Exercise - Pictures are not part of the copy. Reproduce all the records exactly.

(Region pointing data)
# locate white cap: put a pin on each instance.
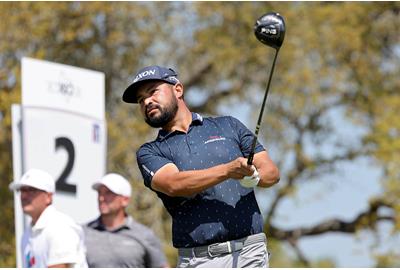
(37, 179)
(116, 183)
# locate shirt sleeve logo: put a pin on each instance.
(214, 139)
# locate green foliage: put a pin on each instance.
(336, 55)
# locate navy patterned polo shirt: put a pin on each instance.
(226, 211)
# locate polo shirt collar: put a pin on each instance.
(44, 218)
(196, 119)
(97, 224)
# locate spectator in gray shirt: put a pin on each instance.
(115, 239)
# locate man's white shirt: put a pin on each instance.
(55, 239)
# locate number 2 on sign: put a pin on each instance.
(61, 183)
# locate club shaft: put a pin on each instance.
(253, 146)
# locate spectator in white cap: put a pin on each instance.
(53, 239)
(115, 239)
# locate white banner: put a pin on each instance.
(63, 132)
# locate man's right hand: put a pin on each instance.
(238, 168)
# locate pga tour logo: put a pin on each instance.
(144, 74)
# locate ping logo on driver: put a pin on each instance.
(269, 31)
(144, 74)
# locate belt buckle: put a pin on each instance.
(209, 252)
(218, 253)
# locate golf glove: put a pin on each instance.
(250, 181)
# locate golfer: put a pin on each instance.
(53, 239)
(197, 166)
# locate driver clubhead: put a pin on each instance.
(270, 29)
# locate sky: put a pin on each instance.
(341, 195)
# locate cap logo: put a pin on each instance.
(144, 74)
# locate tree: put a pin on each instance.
(340, 56)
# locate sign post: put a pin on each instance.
(64, 133)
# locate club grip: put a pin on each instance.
(250, 159)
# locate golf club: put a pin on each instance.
(270, 30)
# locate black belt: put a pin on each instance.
(217, 249)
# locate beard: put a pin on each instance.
(166, 115)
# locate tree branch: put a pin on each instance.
(367, 219)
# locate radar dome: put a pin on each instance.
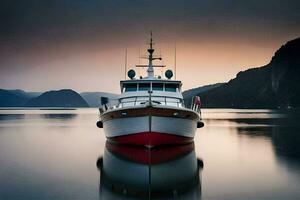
(131, 74)
(169, 74)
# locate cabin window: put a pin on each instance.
(173, 102)
(131, 87)
(159, 100)
(171, 87)
(144, 86)
(127, 102)
(157, 86)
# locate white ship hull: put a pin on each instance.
(152, 129)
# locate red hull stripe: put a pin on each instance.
(151, 139)
(150, 156)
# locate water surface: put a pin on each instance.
(247, 154)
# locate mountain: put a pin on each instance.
(60, 98)
(275, 85)
(94, 98)
(189, 94)
(12, 98)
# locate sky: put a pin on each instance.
(80, 44)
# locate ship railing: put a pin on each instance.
(143, 100)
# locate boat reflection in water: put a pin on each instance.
(130, 172)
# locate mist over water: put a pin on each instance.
(247, 154)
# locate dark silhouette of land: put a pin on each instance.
(275, 85)
(61, 98)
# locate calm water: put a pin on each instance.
(247, 154)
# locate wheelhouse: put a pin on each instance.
(164, 86)
(163, 92)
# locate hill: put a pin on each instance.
(94, 98)
(60, 98)
(275, 85)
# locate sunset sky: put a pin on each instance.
(80, 44)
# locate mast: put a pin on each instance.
(151, 57)
(150, 69)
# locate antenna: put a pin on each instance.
(125, 62)
(175, 57)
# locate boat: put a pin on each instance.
(133, 172)
(150, 111)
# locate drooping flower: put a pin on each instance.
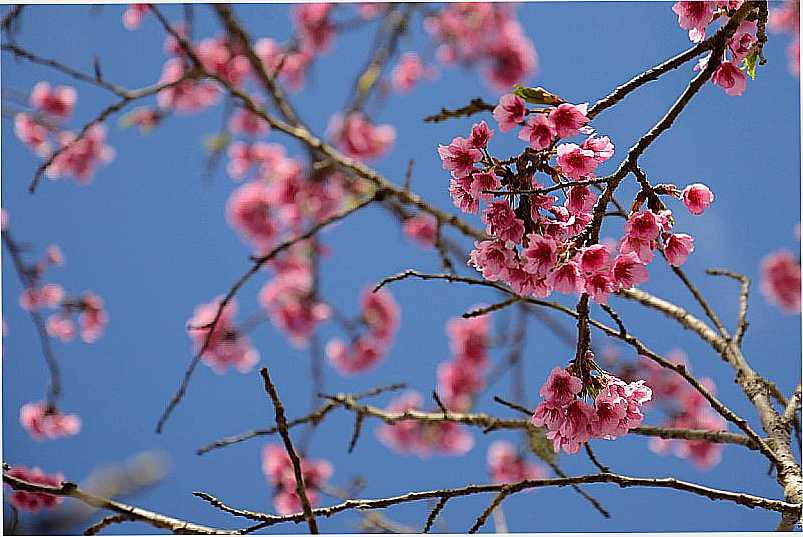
(510, 112)
(34, 501)
(730, 78)
(697, 198)
(567, 119)
(43, 422)
(677, 247)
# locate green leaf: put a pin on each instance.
(750, 62)
(217, 142)
(537, 95)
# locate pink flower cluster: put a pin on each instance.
(507, 465)
(288, 299)
(380, 318)
(34, 501)
(780, 280)
(77, 157)
(462, 378)
(225, 346)
(686, 408)
(92, 318)
(533, 246)
(420, 438)
(695, 16)
(787, 19)
(357, 137)
(484, 33)
(278, 469)
(44, 422)
(571, 421)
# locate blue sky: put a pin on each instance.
(150, 236)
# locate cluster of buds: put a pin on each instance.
(615, 406)
(372, 334)
(50, 107)
(538, 245)
(423, 438)
(278, 469)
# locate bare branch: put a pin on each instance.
(281, 423)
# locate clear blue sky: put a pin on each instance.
(150, 236)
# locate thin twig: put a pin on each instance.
(281, 423)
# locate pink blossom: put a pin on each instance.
(510, 112)
(560, 387)
(730, 78)
(540, 255)
(422, 228)
(549, 415)
(248, 211)
(32, 133)
(34, 501)
(57, 102)
(188, 96)
(492, 258)
(219, 57)
(132, 16)
(743, 40)
(628, 271)
(287, 299)
(459, 157)
(81, 156)
(780, 280)
(223, 346)
(643, 225)
(677, 247)
(576, 162)
(501, 222)
(599, 286)
(602, 147)
(312, 24)
(403, 436)
(49, 296)
(462, 192)
(480, 135)
(468, 339)
(54, 256)
(567, 278)
(278, 469)
(580, 199)
(363, 354)
(694, 16)
(697, 198)
(567, 119)
(43, 422)
(595, 258)
(538, 132)
(93, 318)
(482, 181)
(359, 138)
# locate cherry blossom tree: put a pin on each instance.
(540, 227)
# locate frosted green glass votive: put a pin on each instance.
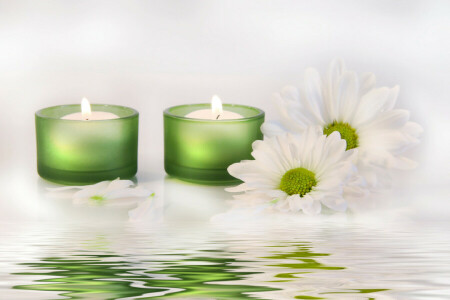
(200, 151)
(82, 152)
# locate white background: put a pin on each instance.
(153, 54)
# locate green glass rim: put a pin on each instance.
(94, 107)
(260, 113)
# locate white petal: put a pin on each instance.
(310, 206)
(118, 184)
(272, 128)
(295, 202)
(336, 203)
(88, 191)
(137, 192)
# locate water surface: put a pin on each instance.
(310, 260)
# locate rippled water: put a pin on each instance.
(311, 260)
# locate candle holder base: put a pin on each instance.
(201, 176)
(83, 178)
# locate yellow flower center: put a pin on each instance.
(347, 132)
(298, 181)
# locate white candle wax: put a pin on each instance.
(207, 114)
(95, 115)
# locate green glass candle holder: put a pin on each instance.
(200, 151)
(82, 152)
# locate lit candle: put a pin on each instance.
(215, 113)
(87, 114)
(202, 140)
(74, 148)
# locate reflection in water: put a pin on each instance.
(192, 261)
(95, 276)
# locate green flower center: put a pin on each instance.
(347, 132)
(298, 181)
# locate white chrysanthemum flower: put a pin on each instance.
(296, 172)
(364, 116)
(116, 192)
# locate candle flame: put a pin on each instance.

Reply -
# locate white cap: put a pin on each instance.
(37, 179)
(116, 183)
# locate shirt sleeve logo: put a pin on each instance.
(214, 139)
# locate green foliage: put a pin on each instance.
(336, 55)
# locate navy patterned polo shirt: put a pin on each instance.
(226, 211)
# locate polo shirt collar: put a pin on each instance.
(44, 218)
(196, 119)
(97, 224)
# locate spectator in gray shirt: put a pin on each instance.
(115, 239)
# locate man's white shirt: put a pin on each instance.
(55, 239)
# locate number 2 on sign: put a pin on each instance.
(61, 183)
# locate club shaft: put a pin on each instance.
(253, 146)
# locate spectator in white cap: put a pin on each instance.
(53, 239)
(115, 239)
# locate white banner: put a pin on each instance.
(63, 132)
# locate man's right hand: put a pin on each instance.
(238, 168)
# locate pga tour logo: put a pin on each instance.
(144, 74)
# locate ping logo on driver: put a pin on each instance.
(269, 31)
(144, 74)
# locate belt buckle: put a pin on each instance.
(209, 252)
(218, 253)
# locate golf glove: put a pin on each instance.
(250, 181)
# locate golfer: put a pin on each instance.
(53, 239)
(197, 166)
# locate driver clubhead: put a pin on each instance.
(270, 29)
# locate sky: put a pin on each instance.
(341, 195)
# locate cap logo: put a pin on each instance.
(144, 74)
# locate tree: put a pin on each instance.
(340, 56)
# locate sign post: put a pin on each instance.
(64, 133)
# locate club grip: put a pin on each instance.
(250, 159)
# locate golf club: put a pin on each instance.
(270, 30)
# locate black belt: put a pin on each instance.
(217, 249)
# locate beard: put a pin on each instance.
(166, 115)
# locate tree branch: put a pin on each instance.
(367, 219)
# locate radar dome: put a pin on each instance.
(131, 74)
(169, 74)
# locate cabin window: put a pin on each instance.
(173, 102)
(131, 87)
(159, 100)
(171, 87)
(144, 86)
(127, 102)
(157, 86)
# locate white ship hull: put a pin on each instance.
(152, 129)
# locate red hull stripe: put a pin on each instance.
(151, 139)
(150, 156)
# locate water surface: put a pin on each instance.
(247, 154)
# locate mountain: put a pin on each instance.
(60, 98)
(275, 85)
(94, 98)
(189, 94)
(12, 98)
# locate sky: put a pin on each instance.
(80, 44)
# locate ship railing: put a pin on each instance.
(143, 100)
# locate boat reflection in water: put a pin on each instance.
(130, 172)
# locate mist over water: put a pin on each instance.
(247, 154)
# locate dark silhouette of land: put a pin on each instance.
(275, 85)
(61, 98)
# locate calm water: put a pin on each instance.
(247, 154)
# locate wheelhouse: put a pin on each instance.
(164, 86)
(163, 92)
# locate hill: put a pin on each instance.
(94, 98)
(60, 98)
(275, 85)
# locate sunset sky: put a pin on each instance.
(80, 44)
# locate mast: put a pin on each instance.
(151, 57)
(150, 69)
# locate antenna: put a pin on each instance.
(125, 62)
(175, 57)
# locate boat: put a pin on each instance.
(133, 172)
(150, 111)
# locate drooping flower: put a pin on each instance.
(510, 112)
(34, 501)
(730, 78)
(697, 198)
(567, 119)
(43, 422)
(677, 247)
# locate green leaf: put a pin on each instance.
(750, 62)
(217, 142)
(537, 95)
# locate pink flower cluster: put a pin on each instance.
(507, 465)
(288, 299)
(380, 318)
(34, 501)
(780, 280)
(77, 157)
(462, 378)
(225, 346)
(686, 408)
(92, 318)
(533, 246)
(420, 438)
(695, 16)
(787, 19)
(357, 137)
(484, 33)
(278, 469)
(44, 422)
(571, 421)
# locate blue sky: put a pin on each instance.
(150, 236)
# locate cluster of buds: put a pin on each instance.
(615, 406)
(372, 334)
(50, 107)
(538, 245)
(423, 438)
(278, 469)
# locate bare branch: put a pin on each instance.
(281, 423)
# locate clear blue sky: put a pin on each instance.
(150, 236)
# locate thin twig: put a pin on each instance.
(281, 423)
# locate pink blossom: put a pin on each instance.
(510, 112)
(560, 387)
(730, 78)
(540, 255)
(422, 228)
(549, 415)
(248, 211)
(32, 133)
(34, 501)
(57, 102)
(188, 96)
(492, 258)
(219, 57)
(132, 16)
(743, 40)
(628, 271)
(287, 299)
(459, 157)
(81, 156)
(780, 280)
(223, 346)
(643, 225)
(677, 247)
(576, 162)
(501, 222)
(599, 286)
(602, 147)
(312, 24)
(403, 436)
(49, 296)
(462, 192)
(480, 135)
(468, 339)
(54, 256)
(567, 278)
(278, 469)
(580, 199)
(363, 354)
(694, 16)
(697, 198)
(567, 119)
(43, 422)
(595, 258)
(538, 132)
(93, 318)
(482, 181)
(359, 138)
# locate cherry blossom tree: put a pin on each instance.
(540, 227)
# locate frosted green glass votive: put a pin on each instance.
(200, 151)
(82, 152)
# locate white background: put a pin on each instance.
(153, 54)
# locate green glass rim: put a pin on each instance.
(94, 107)
(260, 113)
# locate white petal: put a pin on each instance.
(310, 206)
(118, 184)
(272, 128)
(295, 202)
(336, 203)
(88, 191)
(137, 192)
# locate water surface: put a pin on each instance.
(310, 260)
# locate rippled water: put a pin on each instance.
(311, 260)
# locate candle holder base: put a pin on each instance.
(201, 176)
(83, 178)
# locate yellow flower center: put a pin on each instance.
(347, 132)
(298, 181)
# locate white candle wax: put a pin on each instance.
(207, 114)
(95, 115)
# locate green glass candle holder: put a pin on each instance.
(200, 151)
(82, 152)
# locate lit candle: put a pin on each instance.
(215, 113)
(87, 114)
(202, 140)
(74, 148)
# locate reflection in water: put a pin on each instance.
(192, 261)
(95, 276)
# locate green flower center: put a pin on each instance.
(347, 132)
(298, 181)
# locate white chrysanthemum flower: put a pin on each instance.
(296, 172)
(364, 116)
(116, 192)
# locate candle flame: put a pin on each instance.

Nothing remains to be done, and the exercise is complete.